**Problem to work on**
Apart from the pictures, every part of the records below gets retyped exactly.

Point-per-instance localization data
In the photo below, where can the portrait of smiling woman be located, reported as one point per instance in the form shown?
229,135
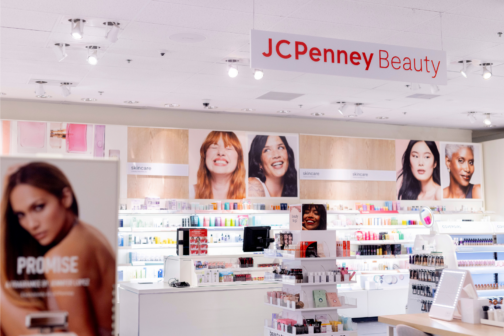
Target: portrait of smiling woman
419,175
272,167
460,160
40,220
221,172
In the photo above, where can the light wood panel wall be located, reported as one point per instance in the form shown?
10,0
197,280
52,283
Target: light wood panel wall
323,152
158,145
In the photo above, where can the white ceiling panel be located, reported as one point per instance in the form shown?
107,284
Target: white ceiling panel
190,72
363,14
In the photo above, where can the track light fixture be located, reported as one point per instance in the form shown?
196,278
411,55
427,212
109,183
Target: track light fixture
113,32
65,89
341,108
93,57
358,111
487,121
258,74
60,51
466,64
487,73
232,68
472,117
77,28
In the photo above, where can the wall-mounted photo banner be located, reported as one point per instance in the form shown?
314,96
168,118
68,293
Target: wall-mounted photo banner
347,175
58,241
462,171
418,165
157,169
319,55
273,164
217,164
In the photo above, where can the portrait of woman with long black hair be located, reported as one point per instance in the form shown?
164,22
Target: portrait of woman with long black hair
420,172
272,168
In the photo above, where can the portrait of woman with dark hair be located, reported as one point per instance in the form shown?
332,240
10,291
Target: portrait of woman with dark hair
420,173
459,160
41,230
314,217
272,168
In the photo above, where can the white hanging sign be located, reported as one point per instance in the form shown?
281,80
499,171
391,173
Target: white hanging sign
320,55
348,175
157,169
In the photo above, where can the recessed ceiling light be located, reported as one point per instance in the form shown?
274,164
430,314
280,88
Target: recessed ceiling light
187,37
487,73
113,32
77,28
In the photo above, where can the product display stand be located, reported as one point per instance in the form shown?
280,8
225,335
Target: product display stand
309,308
428,247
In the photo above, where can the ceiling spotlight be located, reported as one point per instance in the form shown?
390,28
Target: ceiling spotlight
341,108
466,64
93,58
113,32
258,74
358,111
40,88
472,117
487,73
60,51
77,26
414,86
487,120
232,71
65,89
232,68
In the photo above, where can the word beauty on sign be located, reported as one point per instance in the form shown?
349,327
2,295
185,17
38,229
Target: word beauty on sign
310,54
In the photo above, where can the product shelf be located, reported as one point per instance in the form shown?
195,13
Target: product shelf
147,247
380,242
345,306
380,227
426,267
399,256
483,270
234,283
270,331
319,284
490,292
476,249
244,269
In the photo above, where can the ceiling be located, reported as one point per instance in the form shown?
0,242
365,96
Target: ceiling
190,72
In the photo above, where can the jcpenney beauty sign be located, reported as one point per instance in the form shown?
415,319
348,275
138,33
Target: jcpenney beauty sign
309,54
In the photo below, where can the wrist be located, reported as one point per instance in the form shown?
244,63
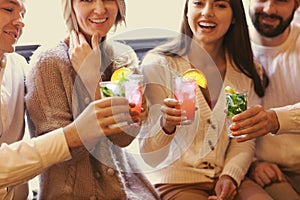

**Solved problem**
In the photo below, where can the portrait of smiling woman be located, reported as one point per instance in the form shown?
229,135
Target: portrait of smiling woman
419,175
272,167
460,160
40,220
221,172
In the photo above, where can the light wood panel wall be located, reported as one point per instance in the form shown?
10,0
197,280
52,283
Target: light wood panel wall
323,152
158,145
In the photo above, where can the white ceiling panel be located, reported as one point per instance in the form shown?
107,284
Target: white ceiling panel
190,72
363,14
In the photo above, where can the track light fixture be located, reported as one point per instance in the form shown?
196,278
411,55
427,212
109,183
Target: track light fixture
113,32
65,89
341,108
93,57
358,111
487,121
258,74
60,51
466,64
487,73
232,68
472,117
77,28
In the photo above, where can the wall-mounted photo banner be located, reported as one point per instance in the form shown?
314,96
168,118
68,293
Target: wall-mounted photo banner
347,175
58,241
462,171
418,165
157,169
319,55
273,164
217,164
In the photo above, where can the portrait of woman with long black hair be located, reported as one point per instance in the form shown?
164,22
Target: portrait of woman with long black hair
420,172
272,168
In the photo above, where can the portrait of woman with dark hair be located, reported as one point per instance in the form shown?
332,240
10,291
Target: portrait of woman with dark hair
420,173
459,160
41,230
314,217
272,168
In the photo above, where can the white hanging sign be located, reported as one point per instance in the form shown?
281,80
499,171
391,173
Target: white hanging sign
320,55
348,175
157,169
In the photo above, where can the recessed ceiling light be located, reported as one point per instance in the form shown?
274,164
430,314
280,88
Target: recessed ceiling light
187,37
487,73
113,32
77,28
In the photo above, where can the product display stand be located, reported as one point per instance in the form shown?
280,8
225,335
Target: product display stand
309,308
428,247
In the photo above, where can the ceiling spotlight be located, reported as one point per instance in the form shown?
390,28
Target: ceiling spotlight
341,108
466,64
93,58
113,32
258,74
358,111
40,88
472,117
487,73
60,51
77,26
414,86
487,120
232,71
65,89
232,68
In the photo above, where can the word beauty on sign be located, reported as one point per instance in the form shown?
349,327
2,295
185,17
38,229
Target: word beauty on sign
310,54
In the photo above, where can the product shelf be located, reported as one point per instance in the form shown?
195,13
Target: product shelf
147,247
380,242
345,306
380,227
426,267
399,256
483,270
234,283
270,331
319,284
490,292
476,249
244,269
In the photo above, where can the ceiling be located, reported as one point per instance in the form shown?
0,242
365,96
Target: ceiling
190,72
In the photo above, where can the jcpenney beauty sign be located, reported as one point per instance in the form shown?
415,319
348,275
138,33
Target: jcpenney beauty sign
309,54
In the photo below, where can the wrist be located, reported as one point per instance in the form shown?
244,63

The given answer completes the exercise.